▶ _What is needed_
Copy the following lines word for word, starting with the line that contains "Can you spot the haze?" and going on through the line that contains "x=120, y=213", both included.

(Data entries)
_ _ _ _ _ _ _

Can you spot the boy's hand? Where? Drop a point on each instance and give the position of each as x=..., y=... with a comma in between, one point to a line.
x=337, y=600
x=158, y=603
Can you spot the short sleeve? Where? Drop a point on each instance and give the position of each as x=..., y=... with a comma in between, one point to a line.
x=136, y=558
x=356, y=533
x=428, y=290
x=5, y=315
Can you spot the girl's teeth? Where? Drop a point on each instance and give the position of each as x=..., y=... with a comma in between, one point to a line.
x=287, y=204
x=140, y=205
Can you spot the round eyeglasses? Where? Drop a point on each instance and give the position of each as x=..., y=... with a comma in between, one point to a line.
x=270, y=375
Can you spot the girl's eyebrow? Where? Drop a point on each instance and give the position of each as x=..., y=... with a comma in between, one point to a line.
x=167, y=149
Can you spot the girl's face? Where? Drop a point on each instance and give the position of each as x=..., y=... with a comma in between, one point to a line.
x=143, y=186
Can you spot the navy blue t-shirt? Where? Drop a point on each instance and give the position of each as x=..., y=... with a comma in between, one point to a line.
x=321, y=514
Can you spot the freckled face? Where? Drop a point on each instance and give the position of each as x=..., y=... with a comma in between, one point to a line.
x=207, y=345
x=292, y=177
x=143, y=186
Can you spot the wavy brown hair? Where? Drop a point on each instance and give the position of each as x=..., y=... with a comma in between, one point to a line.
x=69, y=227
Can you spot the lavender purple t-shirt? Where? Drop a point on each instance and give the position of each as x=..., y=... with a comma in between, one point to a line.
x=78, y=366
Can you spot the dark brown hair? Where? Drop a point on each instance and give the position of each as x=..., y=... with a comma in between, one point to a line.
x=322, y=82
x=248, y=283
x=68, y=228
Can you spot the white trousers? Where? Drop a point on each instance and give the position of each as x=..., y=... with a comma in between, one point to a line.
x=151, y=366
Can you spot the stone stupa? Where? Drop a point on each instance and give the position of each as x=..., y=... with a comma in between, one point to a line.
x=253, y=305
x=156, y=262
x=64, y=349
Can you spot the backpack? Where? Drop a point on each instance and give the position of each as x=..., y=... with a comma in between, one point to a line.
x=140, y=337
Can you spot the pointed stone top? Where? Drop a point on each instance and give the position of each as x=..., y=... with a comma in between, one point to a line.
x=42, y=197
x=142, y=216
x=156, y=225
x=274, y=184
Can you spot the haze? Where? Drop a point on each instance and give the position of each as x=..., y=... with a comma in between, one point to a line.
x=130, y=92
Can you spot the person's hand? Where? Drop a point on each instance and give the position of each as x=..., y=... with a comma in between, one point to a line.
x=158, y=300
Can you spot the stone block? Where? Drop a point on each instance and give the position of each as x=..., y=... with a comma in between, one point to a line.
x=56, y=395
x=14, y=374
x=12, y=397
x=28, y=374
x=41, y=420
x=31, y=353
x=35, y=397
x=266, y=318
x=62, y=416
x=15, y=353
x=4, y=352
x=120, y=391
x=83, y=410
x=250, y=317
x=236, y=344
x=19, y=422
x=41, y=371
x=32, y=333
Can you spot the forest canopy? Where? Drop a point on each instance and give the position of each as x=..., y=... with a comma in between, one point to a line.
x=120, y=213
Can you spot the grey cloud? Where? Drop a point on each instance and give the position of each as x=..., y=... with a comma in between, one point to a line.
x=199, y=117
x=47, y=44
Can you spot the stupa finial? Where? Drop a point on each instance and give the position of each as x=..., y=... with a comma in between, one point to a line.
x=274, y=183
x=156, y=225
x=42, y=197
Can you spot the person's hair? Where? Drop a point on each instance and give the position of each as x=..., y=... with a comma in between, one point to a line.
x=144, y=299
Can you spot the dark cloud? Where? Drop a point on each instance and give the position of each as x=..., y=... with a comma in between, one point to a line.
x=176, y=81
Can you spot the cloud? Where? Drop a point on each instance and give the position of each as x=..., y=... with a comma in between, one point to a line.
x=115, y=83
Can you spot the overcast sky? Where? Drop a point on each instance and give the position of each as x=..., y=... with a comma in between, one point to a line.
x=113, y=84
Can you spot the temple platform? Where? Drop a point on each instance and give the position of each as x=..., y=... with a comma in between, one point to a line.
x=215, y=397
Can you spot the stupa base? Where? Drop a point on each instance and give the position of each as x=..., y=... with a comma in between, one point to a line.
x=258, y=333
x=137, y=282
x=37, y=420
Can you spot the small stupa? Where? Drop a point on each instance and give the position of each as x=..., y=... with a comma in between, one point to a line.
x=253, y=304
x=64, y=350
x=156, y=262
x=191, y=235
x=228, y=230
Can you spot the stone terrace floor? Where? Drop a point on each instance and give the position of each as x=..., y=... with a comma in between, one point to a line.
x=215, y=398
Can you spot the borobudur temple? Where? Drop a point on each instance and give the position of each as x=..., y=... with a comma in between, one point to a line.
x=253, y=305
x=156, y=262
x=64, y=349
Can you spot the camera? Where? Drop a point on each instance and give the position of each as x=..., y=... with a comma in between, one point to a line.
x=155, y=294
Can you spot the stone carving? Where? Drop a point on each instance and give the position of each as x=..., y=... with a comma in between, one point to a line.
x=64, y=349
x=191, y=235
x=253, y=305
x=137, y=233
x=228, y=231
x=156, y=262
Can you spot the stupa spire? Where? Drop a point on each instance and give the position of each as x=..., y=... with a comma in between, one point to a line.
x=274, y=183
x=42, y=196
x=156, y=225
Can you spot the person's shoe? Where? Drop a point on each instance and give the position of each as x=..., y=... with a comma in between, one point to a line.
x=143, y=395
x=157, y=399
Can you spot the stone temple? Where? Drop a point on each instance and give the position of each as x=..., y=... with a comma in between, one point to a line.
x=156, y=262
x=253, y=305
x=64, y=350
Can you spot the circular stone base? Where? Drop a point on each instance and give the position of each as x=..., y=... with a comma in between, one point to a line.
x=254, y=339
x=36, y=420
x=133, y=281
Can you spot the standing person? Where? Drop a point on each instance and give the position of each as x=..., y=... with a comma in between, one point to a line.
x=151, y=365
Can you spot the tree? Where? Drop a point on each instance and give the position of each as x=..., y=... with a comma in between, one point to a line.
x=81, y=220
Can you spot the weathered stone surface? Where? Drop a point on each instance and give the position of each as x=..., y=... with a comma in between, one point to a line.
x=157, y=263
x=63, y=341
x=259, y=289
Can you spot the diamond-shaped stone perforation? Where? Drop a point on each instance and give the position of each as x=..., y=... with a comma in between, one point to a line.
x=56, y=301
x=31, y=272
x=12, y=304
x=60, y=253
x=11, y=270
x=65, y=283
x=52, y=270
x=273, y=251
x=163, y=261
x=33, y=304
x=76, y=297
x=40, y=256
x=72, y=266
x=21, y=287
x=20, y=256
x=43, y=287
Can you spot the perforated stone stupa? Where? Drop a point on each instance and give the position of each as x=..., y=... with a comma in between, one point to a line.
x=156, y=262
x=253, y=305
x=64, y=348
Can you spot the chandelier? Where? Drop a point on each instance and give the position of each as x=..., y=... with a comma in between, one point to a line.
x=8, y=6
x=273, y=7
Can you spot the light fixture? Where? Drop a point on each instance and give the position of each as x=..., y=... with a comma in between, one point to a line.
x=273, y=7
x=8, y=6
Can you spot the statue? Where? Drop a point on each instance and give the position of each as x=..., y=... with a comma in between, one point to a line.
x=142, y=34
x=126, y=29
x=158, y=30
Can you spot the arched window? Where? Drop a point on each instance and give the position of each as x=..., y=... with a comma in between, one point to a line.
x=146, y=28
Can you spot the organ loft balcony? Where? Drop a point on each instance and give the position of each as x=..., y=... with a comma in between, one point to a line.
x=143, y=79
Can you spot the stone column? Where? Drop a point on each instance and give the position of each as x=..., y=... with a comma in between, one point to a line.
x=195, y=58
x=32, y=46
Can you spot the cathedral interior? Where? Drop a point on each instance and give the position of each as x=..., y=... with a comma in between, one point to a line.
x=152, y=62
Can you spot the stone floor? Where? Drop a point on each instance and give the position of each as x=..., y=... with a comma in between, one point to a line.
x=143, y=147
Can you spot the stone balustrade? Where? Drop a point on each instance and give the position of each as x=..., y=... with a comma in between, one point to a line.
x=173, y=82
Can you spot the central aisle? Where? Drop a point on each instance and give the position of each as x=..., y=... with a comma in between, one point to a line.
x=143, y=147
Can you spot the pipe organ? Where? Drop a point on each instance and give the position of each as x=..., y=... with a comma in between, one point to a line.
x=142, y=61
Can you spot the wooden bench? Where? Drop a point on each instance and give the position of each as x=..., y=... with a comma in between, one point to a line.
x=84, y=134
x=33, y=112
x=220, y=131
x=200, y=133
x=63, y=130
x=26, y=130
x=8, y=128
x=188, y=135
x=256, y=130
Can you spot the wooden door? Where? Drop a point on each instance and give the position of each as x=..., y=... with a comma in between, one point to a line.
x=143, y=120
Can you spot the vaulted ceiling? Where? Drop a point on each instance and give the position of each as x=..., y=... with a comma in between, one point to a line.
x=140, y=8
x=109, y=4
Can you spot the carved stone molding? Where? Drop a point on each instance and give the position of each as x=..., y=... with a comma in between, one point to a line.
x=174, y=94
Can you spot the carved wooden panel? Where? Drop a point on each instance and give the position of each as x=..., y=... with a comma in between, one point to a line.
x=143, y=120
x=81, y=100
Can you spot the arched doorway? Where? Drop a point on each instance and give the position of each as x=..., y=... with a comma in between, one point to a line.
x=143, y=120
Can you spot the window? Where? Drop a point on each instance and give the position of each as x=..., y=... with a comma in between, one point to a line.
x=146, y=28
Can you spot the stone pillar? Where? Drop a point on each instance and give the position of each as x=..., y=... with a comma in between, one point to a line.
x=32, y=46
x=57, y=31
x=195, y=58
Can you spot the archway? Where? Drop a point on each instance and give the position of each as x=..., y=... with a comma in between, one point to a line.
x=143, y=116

_ _ _ _ _ _ _

▶ _Response to the task_
Can you spot the haze? Where? Drop a point on each instance and give the position of each as x=..., y=... with a comma in between, one point to a line.
x=130, y=92
Can you spot the person's hand? Where? Drop a point on each instance and give the position of each as x=..., y=... with a comma in between, one point to a line.
x=158, y=300
Can you spot the stone block? Where? Drop a point on each instance and give the position of each as x=..., y=... with a comma in between, one point to a line.
x=56, y=395
x=14, y=374
x=12, y=397
x=28, y=374
x=41, y=420
x=31, y=353
x=35, y=397
x=266, y=318
x=62, y=416
x=15, y=353
x=4, y=352
x=120, y=391
x=83, y=410
x=250, y=317
x=236, y=344
x=19, y=422
x=41, y=371
x=32, y=333
Can you spot the forest canopy? Where? Drop a point on each instance and give the position of each as x=..., y=... with a comma in between, one point to a line.
x=120, y=213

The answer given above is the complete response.